### Document

The Cool Kids: Sir Michael Rocks and Chuck Inglish at Reggie's Rock Club on July 23 Credit: Tyler Trykowski

The rise of the Internet as a music-distribution platform—specifically hip-hop’s embrace of MySpace—was supposed to free rappers from their record-label overlords and lead to an explosion of collaboration and creativity. Instead it’s yielded a throng of crappy wannabes who think they’re Jay-Z. Though MySpace has helped launch a number of great artists, it’s a safe bet they would’ve hustled their way to the top even without the assist. And another Biggie or Tupac has yet to emerge from the fray—hell, we haven’t even seen another Big L or Rakim. There’s plenty of talent out there, but a serious lack of genius.

Chicago’s Cool Kids, aka Chuck Inglish and Sir Michael Rocks, might be the rappers who finally prove that the Internet can incubate brilliant hip-hop. Two unconventional guys with impressive flow and a style straight out of the 80s, they started small in 2005—a beat-making session at Rocks’s apartment, a handful of MySpace-only tracks—but since then they’ve blown up big with no major-label deal and limited help from any traditional labels at all. They’ve hooked up with Mountain Dew’s Green Label Sound imprint, soundtracked a series of Nike commercials starring puppet versions of LeBron and Kobe, collaborated with the likes of Lil Wayne and Ludacris, toured with M.I.A., and played major festivals from Pitchfork to Rock the Bells. They’re now considered one of the most important and influential acts in the throwback-rap movement.

Due to a contract dispute with former label Chocolate Industries, the Cool Kids haven’t had a formal release since 2008’s The Bake Sale, but you can’t keep good men down: in May they dropped a much-buzzed-about mix tape called Tacklebox, and this summer Inglish collaborated with Freddie Gibbs—another excellent rapper from the wild wild Web—on a track called “Oil Money” that also features Bun B, Chip tha Ripper, and Black Keys front man Dan Auerbach. Even better, that collaboration has catalyzed a new group—Chuck, Freddie, Bun, and Chip—that Inglish has provisionally named P.O.C. (Pulled Over by the Cops).

Chuck, you rapped on a track with Freddie Gibbs. How was that?

Inglish: It’s cool. Rich [Parry], our manager, is actually a musician too; he has a production company. He works with his other half, our engineer. They put some songs together and I was going through a time in the winter when I was dealin’ with some BS, and when he played the song and he wanted me to get on it—I usually don’t rap to shit like that, that’s usually not my style. I usually like more those ’85, those real . . . head-noddin’ beats, but this one was just a different day. So I ended up kicking off something where we ended up creating a group. We’re creating an album for it.

######
### Data

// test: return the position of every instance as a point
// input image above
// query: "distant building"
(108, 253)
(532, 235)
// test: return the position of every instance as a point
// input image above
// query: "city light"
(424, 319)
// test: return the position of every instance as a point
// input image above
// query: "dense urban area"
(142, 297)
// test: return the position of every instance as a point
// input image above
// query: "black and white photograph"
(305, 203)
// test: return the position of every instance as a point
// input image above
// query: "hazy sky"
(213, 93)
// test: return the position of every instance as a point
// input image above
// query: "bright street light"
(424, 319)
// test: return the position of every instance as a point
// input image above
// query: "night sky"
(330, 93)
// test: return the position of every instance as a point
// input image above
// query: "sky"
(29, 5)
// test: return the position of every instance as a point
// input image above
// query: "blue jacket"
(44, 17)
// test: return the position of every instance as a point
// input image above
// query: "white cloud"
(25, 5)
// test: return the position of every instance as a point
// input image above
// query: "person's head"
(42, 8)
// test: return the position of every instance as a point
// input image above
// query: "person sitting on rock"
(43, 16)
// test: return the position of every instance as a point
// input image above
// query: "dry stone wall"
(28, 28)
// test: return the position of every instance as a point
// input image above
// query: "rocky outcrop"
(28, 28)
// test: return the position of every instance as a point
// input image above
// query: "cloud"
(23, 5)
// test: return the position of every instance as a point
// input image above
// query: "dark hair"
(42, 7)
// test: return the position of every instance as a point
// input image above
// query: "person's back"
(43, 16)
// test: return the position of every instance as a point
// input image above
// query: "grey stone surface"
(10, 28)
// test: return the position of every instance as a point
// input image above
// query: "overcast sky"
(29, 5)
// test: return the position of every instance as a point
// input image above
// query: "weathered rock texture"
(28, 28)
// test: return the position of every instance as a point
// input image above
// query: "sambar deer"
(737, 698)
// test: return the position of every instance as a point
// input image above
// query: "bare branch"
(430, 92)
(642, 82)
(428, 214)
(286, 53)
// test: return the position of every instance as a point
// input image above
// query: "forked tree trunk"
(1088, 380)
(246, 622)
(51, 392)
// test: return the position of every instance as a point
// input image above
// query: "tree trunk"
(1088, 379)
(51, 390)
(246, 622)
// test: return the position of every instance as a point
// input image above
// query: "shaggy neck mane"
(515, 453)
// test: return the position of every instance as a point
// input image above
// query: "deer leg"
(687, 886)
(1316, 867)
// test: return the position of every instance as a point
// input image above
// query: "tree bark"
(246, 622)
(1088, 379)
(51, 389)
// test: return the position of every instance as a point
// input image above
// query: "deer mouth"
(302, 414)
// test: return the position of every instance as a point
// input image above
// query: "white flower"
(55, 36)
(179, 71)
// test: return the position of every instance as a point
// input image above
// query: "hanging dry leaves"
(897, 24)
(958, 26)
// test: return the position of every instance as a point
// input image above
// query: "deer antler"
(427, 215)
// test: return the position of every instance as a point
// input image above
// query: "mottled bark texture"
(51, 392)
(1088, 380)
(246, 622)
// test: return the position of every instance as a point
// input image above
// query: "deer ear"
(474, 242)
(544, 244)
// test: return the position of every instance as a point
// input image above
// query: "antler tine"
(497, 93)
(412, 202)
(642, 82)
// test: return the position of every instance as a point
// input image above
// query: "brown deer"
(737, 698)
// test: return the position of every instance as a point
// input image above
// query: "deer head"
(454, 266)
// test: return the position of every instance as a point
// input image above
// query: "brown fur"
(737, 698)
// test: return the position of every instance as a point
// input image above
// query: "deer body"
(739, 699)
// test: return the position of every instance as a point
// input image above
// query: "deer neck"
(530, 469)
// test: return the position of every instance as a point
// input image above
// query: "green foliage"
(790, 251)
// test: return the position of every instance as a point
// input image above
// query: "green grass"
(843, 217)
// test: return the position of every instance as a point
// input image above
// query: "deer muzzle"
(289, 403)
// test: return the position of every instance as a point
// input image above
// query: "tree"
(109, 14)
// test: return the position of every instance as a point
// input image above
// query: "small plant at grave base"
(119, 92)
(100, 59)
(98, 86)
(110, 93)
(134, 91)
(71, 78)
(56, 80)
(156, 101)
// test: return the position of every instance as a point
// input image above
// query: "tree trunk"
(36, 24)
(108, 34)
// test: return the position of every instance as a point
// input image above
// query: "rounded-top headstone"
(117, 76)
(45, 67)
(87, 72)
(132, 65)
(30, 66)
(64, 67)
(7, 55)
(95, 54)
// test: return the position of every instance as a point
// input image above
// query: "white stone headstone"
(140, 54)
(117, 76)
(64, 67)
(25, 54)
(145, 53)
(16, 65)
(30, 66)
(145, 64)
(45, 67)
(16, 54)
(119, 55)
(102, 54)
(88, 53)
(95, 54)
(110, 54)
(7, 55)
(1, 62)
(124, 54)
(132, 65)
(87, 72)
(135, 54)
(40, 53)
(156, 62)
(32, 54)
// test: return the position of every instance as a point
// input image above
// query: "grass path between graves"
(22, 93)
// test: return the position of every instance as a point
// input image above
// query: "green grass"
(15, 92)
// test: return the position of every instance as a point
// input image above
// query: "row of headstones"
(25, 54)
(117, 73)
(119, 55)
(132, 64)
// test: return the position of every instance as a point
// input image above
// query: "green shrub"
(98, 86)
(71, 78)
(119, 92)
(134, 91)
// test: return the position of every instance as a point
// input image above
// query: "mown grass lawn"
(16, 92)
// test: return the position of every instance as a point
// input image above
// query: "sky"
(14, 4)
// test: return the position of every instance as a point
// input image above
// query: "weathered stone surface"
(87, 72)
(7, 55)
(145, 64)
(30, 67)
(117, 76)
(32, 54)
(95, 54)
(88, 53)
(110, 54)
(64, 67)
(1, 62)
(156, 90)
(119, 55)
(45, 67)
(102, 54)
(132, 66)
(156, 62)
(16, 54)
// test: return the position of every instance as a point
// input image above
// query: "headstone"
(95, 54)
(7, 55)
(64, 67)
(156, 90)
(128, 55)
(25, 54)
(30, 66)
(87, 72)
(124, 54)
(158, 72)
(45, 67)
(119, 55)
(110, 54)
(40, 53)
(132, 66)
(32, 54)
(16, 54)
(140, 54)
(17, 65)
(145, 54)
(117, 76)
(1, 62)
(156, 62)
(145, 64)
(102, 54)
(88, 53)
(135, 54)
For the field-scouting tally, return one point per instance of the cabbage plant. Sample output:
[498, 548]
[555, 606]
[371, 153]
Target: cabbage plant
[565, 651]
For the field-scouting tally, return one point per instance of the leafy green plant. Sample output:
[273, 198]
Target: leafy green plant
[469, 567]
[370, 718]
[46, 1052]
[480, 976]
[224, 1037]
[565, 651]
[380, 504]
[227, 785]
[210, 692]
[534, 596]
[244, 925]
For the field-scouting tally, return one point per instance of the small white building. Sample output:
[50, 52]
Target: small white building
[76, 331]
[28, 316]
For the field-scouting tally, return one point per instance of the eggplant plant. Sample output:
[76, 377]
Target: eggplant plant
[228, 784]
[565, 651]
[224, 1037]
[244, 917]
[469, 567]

######

• **Your tasks**:
1. According to the Cool Kids article, what mix tape did the duo release in May?
2. Summarize the Cool Kids article in two sentences.
The rows above play no part in this work.

• **Results for each task**:
1. Tacklebox.

2. Chuck Inglish and Sir Michael Rocks, Chicago's Cool Kids, started small in 2005 with MySpace-only tracks and rose with no major-label deal to collaborate with artists like Lil Wayne and Ludacris, tour with M.I.A., and play major festivals. A contract dispute has kept them from a formal release since 2008's The Bake Sale, but they dropped the mix tape Tacklebox in May, and Inglish's track "Oil Money" with Freddie Gibbs led to a new group he has provisionally named P.O.C.